* [What is required] Quote everything from the line containing "[seg] <item>green shrub</item>" down to the line containing "Provide the outline of every instance of the <item>green", both included, reproducing each line exactly.

* [Input records]
-=-=-=-=-

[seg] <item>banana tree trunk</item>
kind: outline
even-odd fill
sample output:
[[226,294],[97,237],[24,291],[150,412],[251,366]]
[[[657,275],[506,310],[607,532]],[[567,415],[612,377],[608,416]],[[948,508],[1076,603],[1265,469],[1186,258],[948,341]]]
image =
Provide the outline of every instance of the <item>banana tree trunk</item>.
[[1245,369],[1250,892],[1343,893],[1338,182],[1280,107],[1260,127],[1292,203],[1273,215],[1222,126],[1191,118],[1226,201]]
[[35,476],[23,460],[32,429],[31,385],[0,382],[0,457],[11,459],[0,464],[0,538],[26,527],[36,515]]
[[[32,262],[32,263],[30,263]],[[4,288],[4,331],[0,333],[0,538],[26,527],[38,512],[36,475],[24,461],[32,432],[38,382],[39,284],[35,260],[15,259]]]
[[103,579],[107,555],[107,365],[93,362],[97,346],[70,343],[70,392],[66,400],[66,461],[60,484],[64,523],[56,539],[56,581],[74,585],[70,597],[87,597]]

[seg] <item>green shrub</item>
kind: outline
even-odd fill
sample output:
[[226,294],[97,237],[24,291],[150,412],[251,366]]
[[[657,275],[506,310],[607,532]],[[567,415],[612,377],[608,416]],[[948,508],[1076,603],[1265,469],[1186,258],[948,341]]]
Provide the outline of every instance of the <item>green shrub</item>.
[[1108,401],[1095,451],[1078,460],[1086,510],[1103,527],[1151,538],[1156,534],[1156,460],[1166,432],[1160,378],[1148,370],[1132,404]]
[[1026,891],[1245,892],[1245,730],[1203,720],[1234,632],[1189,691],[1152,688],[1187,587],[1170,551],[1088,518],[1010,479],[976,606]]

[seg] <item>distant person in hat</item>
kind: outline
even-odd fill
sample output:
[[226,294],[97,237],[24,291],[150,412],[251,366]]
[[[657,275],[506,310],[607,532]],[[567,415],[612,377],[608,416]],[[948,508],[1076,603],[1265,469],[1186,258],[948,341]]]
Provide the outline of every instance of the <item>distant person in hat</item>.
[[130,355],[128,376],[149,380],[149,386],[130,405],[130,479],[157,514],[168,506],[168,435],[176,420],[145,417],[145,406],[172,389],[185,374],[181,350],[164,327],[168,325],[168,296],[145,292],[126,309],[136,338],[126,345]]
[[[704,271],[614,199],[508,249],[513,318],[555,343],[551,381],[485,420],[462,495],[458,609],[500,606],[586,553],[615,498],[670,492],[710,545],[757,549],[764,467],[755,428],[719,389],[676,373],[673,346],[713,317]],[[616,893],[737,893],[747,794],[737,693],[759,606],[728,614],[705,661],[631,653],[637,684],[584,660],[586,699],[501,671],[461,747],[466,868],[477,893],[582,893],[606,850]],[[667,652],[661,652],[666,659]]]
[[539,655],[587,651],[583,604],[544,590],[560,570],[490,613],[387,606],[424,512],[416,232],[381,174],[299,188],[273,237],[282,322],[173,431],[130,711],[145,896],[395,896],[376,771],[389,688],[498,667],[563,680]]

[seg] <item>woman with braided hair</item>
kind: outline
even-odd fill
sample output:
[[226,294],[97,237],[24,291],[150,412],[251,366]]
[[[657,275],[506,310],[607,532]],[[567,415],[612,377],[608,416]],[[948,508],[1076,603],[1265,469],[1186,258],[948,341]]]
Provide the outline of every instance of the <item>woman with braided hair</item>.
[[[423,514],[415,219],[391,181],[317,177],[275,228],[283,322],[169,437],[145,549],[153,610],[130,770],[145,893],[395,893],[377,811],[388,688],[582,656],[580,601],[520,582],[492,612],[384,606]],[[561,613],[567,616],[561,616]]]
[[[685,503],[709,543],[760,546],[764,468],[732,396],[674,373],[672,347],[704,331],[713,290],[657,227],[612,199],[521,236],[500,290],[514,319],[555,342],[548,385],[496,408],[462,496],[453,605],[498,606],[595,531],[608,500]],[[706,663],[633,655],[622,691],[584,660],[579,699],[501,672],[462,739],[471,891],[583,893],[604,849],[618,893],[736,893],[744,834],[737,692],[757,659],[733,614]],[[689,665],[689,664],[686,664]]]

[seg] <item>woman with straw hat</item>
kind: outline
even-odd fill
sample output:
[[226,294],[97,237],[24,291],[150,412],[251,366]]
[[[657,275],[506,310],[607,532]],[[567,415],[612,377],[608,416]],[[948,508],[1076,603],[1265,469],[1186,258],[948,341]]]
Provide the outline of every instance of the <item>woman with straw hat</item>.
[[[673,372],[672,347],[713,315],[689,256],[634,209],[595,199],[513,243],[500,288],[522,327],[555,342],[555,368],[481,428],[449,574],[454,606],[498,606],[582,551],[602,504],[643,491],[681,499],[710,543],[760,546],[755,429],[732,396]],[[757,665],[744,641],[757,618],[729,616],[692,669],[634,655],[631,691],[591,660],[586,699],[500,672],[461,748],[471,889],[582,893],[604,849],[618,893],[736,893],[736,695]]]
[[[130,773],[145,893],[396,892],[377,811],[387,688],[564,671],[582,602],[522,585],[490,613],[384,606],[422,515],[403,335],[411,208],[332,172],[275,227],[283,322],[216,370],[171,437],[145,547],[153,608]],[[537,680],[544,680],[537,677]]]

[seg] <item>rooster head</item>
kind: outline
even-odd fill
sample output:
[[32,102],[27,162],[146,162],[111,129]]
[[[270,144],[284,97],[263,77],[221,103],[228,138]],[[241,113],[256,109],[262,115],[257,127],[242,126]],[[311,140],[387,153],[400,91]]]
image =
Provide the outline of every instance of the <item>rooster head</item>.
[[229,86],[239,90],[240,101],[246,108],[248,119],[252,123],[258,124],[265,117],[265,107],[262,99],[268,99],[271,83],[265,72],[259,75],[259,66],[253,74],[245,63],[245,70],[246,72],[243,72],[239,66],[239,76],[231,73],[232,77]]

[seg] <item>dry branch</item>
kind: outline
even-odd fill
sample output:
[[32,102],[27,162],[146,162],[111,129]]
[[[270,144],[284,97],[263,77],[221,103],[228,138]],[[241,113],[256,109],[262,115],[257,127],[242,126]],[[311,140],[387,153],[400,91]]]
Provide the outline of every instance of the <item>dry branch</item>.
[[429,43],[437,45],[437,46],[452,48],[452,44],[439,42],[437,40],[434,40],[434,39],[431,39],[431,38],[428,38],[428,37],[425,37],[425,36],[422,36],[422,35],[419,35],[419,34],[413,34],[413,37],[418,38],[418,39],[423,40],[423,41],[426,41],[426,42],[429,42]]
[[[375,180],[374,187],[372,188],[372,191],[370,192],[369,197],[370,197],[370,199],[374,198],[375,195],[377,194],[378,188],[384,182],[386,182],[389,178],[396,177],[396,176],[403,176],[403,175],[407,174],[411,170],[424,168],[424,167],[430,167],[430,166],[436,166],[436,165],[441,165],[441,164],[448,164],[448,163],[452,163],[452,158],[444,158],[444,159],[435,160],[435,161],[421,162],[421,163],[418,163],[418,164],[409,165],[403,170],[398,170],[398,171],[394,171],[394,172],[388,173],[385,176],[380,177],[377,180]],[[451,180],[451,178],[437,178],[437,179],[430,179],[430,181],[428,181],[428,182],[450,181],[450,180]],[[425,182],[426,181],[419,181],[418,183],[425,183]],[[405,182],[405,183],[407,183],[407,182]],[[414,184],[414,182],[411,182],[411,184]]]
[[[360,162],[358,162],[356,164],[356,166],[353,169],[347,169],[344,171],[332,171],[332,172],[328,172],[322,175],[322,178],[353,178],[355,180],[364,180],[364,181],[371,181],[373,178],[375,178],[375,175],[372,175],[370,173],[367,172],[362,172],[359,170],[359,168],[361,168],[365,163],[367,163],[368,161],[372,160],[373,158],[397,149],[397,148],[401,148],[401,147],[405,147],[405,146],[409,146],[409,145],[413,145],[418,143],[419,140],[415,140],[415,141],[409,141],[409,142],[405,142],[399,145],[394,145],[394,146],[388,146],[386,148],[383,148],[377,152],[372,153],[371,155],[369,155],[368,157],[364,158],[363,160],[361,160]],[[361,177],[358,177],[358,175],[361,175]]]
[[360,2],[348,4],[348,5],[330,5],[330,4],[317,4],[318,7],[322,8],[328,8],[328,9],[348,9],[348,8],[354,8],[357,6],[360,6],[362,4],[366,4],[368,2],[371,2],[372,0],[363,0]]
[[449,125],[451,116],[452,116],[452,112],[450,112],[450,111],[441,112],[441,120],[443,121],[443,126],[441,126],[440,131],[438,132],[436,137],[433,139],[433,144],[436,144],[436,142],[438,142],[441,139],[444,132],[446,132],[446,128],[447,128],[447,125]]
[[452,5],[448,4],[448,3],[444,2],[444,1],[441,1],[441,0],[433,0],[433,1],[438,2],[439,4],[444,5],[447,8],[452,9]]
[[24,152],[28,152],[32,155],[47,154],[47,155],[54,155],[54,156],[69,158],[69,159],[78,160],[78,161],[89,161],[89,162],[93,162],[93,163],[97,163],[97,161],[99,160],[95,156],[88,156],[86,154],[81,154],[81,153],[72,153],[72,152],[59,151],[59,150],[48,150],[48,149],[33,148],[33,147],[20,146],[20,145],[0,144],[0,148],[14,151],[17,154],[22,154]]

-=-=-=-=-

* [Response for this exercise]
[seg] <item>green shrub</item>
kind: outline
even-odd fill
sample output:
[[226,294],[97,237],[24,291],[150,412],[251,366]]
[[[657,275],[506,310],[607,532]],[[567,415],[612,377],[608,416]],[[948,508],[1076,603],[1265,469],[1186,258],[948,341]]]
Provide the outline of every instance of the <item>green shrub</item>.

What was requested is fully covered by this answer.